## Directions
Exactly as they appear, copy the lines from the start of the entries below to the line containing "[locate] the boy's face", both ends included.

## Data excerpts
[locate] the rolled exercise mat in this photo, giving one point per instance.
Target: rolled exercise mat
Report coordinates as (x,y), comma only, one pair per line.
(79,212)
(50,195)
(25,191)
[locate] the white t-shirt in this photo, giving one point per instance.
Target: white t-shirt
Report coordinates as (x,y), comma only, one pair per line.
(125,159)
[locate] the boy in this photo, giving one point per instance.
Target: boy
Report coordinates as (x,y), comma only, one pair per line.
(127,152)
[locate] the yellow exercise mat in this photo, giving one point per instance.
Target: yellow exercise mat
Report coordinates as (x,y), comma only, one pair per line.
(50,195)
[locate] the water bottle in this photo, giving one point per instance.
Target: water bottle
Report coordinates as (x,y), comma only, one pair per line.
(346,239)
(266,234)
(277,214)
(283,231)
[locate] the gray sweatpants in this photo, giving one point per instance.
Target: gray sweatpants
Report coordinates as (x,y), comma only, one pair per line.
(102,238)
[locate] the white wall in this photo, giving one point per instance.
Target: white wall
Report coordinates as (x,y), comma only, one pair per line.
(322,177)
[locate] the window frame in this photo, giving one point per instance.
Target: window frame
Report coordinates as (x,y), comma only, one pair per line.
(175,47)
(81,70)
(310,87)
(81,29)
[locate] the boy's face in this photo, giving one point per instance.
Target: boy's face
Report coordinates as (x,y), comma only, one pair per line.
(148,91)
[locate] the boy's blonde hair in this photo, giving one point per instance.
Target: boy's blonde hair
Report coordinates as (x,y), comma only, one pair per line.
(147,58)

## Reply to the exercise
[locate] the rolled exercise mat in this photo, giving one point per instance.
Target: rolled exercise mat
Report coordinates as (x,y), comma only, one pair per line.
(79,212)
(50,195)
(25,191)
[locate] the white t-shirt in this photo, giving one point per instance.
Target: white t-shirt
Report coordinates as (x,y), comma only, one pair per line.
(125,159)
[locate] the boy in this photo, giving one point per instance.
Target: boy
Report coordinates as (x,y), comma only, one pair per line.
(127,152)
[locate] the yellow exercise mat in this photo, giving one point per instance.
Target: yellow exercise mat
Report coordinates as (x,y), comma only, one pair per line.
(50,195)
[locate] the water bottle in this photo, giving one point per instance.
Target: water bottle
Report coordinates as (x,y), comma only, one pair per line.
(346,239)
(266,234)
(277,214)
(283,231)
[locate] the gray sweatpants in this photo, giving one point per instance.
Target: gray sweatpants
Report coordinates as (x,y), comma only, one pair per line.
(102,238)
[locate] the white wall in this photo, giving one point per instance.
Target: white wall
Report coordinates as (x,y), comma only, one pair per line.
(322,177)
[locate] the window frame in this photo, giving one point per instance.
Target: window frame
Report coordinates as (x,y), comma only, one pair per line.
(175,47)
(81,70)
(310,87)
(81,29)
[locate] the boy's face in this photo, giving one point per instance.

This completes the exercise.